• Source material
★ ★ ★ ★

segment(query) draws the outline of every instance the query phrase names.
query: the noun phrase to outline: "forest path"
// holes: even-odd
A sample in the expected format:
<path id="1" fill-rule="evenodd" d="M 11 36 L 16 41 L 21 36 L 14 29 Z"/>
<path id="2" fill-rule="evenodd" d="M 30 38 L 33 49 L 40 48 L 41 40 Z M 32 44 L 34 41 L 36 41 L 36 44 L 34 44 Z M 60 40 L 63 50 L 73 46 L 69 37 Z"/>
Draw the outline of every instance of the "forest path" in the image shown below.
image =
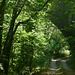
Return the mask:
<path id="1" fill-rule="evenodd" d="M 62 67 L 67 71 L 72 71 L 72 69 L 67 66 L 66 61 L 67 60 L 61 60 Z"/>

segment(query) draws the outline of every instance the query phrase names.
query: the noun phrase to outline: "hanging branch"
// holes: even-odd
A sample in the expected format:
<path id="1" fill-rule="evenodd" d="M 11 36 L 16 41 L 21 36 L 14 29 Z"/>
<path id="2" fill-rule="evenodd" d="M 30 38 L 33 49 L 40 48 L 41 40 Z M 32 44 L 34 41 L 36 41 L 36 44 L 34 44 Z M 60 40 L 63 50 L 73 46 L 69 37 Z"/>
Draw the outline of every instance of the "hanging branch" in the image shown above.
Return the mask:
<path id="1" fill-rule="evenodd" d="M 14 29 L 14 33 L 16 32 L 16 30 L 17 30 L 17 28 L 18 28 L 18 26 L 19 26 L 20 24 L 25 24 L 25 23 L 29 22 L 30 19 L 33 18 L 34 16 L 36 16 L 36 15 L 38 14 L 38 12 L 41 11 L 41 10 L 47 5 L 47 3 L 48 3 L 49 1 L 50 1 L 50 0 L 47 0 L 47 1 L 44 3 L 44 5 L 41 7 L 41 9 L 37 10 L 34 15 L 31 15 L 31 17 L 29 17 L 29 19 L 27 19 L 26 21 L 18 22 L 17 25 L 16 25 L 16 27 L 15 27 L 15 29 Z"/>

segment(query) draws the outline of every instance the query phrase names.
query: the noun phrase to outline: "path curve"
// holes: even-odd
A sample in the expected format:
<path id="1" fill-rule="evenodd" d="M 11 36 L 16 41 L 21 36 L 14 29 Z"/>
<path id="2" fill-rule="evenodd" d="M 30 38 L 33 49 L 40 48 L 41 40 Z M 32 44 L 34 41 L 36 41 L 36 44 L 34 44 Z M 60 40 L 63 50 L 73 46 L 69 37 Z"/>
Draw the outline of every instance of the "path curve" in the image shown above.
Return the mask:
<path id="1" fill-rule="evenodd" d="M 51 65 L 50 65 L 50 67 L 51 67 L 51 70 L 57 70 L 58 68 L 57 68 L 57 66 L 56 66 L 56 61 L 57 60 L 51 60 Z"/>

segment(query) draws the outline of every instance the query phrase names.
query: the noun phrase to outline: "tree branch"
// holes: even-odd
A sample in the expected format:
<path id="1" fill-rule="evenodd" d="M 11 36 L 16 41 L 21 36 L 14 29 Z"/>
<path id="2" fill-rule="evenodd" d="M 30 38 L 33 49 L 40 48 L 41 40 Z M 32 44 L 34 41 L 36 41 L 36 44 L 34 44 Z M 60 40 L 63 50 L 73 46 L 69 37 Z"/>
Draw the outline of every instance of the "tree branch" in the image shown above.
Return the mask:
<path id="1" fill-rule="evenodd" d="M 15 29 L 14 29 L 14 33 L 16 32 L 16 30 L 17 30 L 17 28 L 18 28 L 18 26 L 19 26 L 20 24 L 25 24 L 25 23 L 29 22 L 30 19 L 31 19 L 32 17 L 36 16 L 36 15 L 38 14 L 38 12 L 41 11 L 41 10 L 47 5 L 47 3 L 48 3 L 49 1 L 50 1 L 50 0 L 47 0 L 47 1 L 44 3 L 44 5 L 41 7 L 41 9 L 37 10 L 37 11 L 35 12 L 35 14 L 34 14 L 34 15 L 31 15 L 31 17 L 30 17 L 29 19 L 27 19 L 26 21 L 18 22 L 17 25 L 16 25 L 16 27 L 15 27 Z"/>

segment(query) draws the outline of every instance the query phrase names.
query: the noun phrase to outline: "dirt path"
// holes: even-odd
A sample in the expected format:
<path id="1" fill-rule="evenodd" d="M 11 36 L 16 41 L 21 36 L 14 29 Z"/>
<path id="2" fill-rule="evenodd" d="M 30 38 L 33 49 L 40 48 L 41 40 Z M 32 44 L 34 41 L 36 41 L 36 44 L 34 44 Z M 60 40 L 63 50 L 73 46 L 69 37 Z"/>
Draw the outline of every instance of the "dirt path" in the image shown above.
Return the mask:
<path id="1" fill-rule="evenodd" d="M 67 70 L 67 71 L 72 71 L 72 69 L 70 69 L 67 64 L 66 64 L 66 60 L 61 60 L 61 65 L 62 67 Z"/>
<path id="2" fill-rule="evenodd" d="M 57 70 L 56 61 L 57 60 L 52 60 L 51 61 L 51 66 L 50 66 L 51 67 L 51 70 Z"/>

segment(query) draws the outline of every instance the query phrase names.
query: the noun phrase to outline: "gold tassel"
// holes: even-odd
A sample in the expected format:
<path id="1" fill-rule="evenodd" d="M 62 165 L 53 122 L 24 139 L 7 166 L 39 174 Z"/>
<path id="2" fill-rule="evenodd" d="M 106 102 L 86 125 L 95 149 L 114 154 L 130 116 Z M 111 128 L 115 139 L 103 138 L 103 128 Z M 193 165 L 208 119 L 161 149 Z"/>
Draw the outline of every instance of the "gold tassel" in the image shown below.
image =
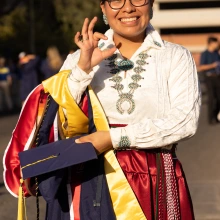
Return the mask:
<path id="1" fill-rule="evenodd" d="M 18 218 L 17 220 L 27 220 L 26 214 L 26 203 L 24 198 L 23 192 L 23 185 L 24 180 L 20 179 L 20 187 L 19 187 L 19 194 L 18 194 Z"/>

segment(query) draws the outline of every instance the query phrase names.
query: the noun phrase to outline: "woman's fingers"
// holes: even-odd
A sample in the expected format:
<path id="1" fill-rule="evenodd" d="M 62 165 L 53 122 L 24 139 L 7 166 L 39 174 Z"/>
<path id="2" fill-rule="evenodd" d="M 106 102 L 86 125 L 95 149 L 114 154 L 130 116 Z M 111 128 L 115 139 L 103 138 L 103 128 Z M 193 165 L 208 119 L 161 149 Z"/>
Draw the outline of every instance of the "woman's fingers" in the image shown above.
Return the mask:
<path id="1" fill-rule="evenodd" d="M 89 38 L 92 40 L 93 39 L 93 30 L 94 30 L 94 27 L 95 27 L 95 24 L 96 22 L 98 21 L 98 18 L 97 17 L 94 17 L 90 24 L 89 24 L 89 27 L 88 27 L 88 35 L 89 35 Z"/>
<path id="2" fill-rule="evenodd" d="M 84 20 L 83 27 L 82 27 L 82 32 L 81 32 L 82 35 L 88 35 L 88 26 L 89 26 L 89 19 L 86 18 Z"/>
<path id="3" fill-rule="evenodd" d="M 83 45 L 83 42 L 81 41 L 80 36 L 81 36 L 80 32 L 77 32 L 74 38 L 74 42 L 79 48 L 81 48 L 81 46 Z"/>
<path id="4" fill-rule="evenodd" d="M 104 34 L 102 34 L 102 33 L 95 32 L 93 34 L 93 40 L 99 41 L 100 39 L 107 40 L 108 38 Z"/>
<path id="5" fill-rule="evenodd" d="M 112 56 L 116 50 L 117 50 L 116 47 L 112 47 L 112 48 L 103 50 L 103 51 L 102 51 L 102 57 L 103 57 L 103 59 L 107 59 L 108 57 Z"/>

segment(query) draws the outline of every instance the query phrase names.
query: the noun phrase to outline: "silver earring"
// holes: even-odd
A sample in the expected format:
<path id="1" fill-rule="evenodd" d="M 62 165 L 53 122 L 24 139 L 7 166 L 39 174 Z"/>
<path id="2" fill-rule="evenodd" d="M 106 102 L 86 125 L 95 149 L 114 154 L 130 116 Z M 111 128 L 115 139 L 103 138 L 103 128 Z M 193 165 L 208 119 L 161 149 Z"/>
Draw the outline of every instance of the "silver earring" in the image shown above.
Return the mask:
<path id="1" fill-rule="evenodd" d="M 105 14 L 103 14 L 103 21 L 106 25 L 108 25 L 108 19 Z"/>
<path id="2" fill-rule="evenodd" d="M 150 19 L 152 19 L 154 17 L 154 11 L 153 8 L 150 9 Z"/>

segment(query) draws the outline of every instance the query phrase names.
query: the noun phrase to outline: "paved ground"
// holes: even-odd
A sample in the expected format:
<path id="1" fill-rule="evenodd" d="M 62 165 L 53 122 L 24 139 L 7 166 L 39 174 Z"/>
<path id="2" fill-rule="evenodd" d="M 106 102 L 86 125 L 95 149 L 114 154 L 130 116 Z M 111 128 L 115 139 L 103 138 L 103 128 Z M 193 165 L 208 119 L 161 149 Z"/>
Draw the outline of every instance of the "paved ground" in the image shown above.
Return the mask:
<path id="1" fill-rule="evenodd" d="M 10 139 L 17 115 L 0 118 L 0 158 Z M 209 126 L 206 106 L 202 108 L 196 136 L 179 144 L 177 155 L 182 161 L 192 194 L 196 220 L 220 220 L 220 124 Z M 29 198 L 29 220 L 36 219 L 34 199 Z M 41 219 L 44 202 L 42 201 Z M 6 191 L 0 166 L 0 219 L 16 220 L 17 200 Z M 186 220 L 186 219 L 184 219 Z"/>

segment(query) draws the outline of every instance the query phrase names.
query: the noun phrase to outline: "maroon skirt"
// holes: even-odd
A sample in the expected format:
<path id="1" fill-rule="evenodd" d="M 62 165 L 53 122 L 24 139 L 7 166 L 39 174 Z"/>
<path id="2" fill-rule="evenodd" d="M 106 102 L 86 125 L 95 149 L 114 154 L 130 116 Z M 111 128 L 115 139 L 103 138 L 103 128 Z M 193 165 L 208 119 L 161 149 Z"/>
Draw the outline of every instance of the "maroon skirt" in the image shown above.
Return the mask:
<path id="1" fill-rule="evenodd" d="M 116 151 L 117 159 L 148 220 L 193 220 L 181 163 L 172 152 Z"/>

★ ★ ★ ★

Arrange everything from the top of the rows above down to the line containing "62 67 L 67 71" as a JSON list of strings, one string per line, with blank lines skipped. Leave the pictures out of the list.

[
  "segment(query) draws the outline of every instance the query phrase names.",
  "query: the noun phrase to outline: \"forest path\"",
  "// holes: even-odd",
  "A sample in the expected format:",
  "<path id=\"1\" fill-rule=\"evenodd\" d=\"M 11 36 L 16 41 L 21 36 L 14 29 Z\"/>",
  "<path id=\"2\" fill-rule=\"evenodd\" d=\"M 30 38 L 33 49 L 40 48 L 41 40 Z M 32 44 L 34 41 L 36 41 L 36 44 L 34 44 Z M 60 40 L 63 50 L 73 46 L 69 37 Z\"/>",
  "Draw the outline of every instance of the \"forest path\" in the image shown below.",
  "image =",
  "Return the mask:",
  "<path id=\"1\" fill-rule=\"evenodd\" d=\"M 62 67 L 67 71 L 72 71 L 72 69 L 67 66 L 66 61 L 67 60 L 61 60 Z\"/>"
]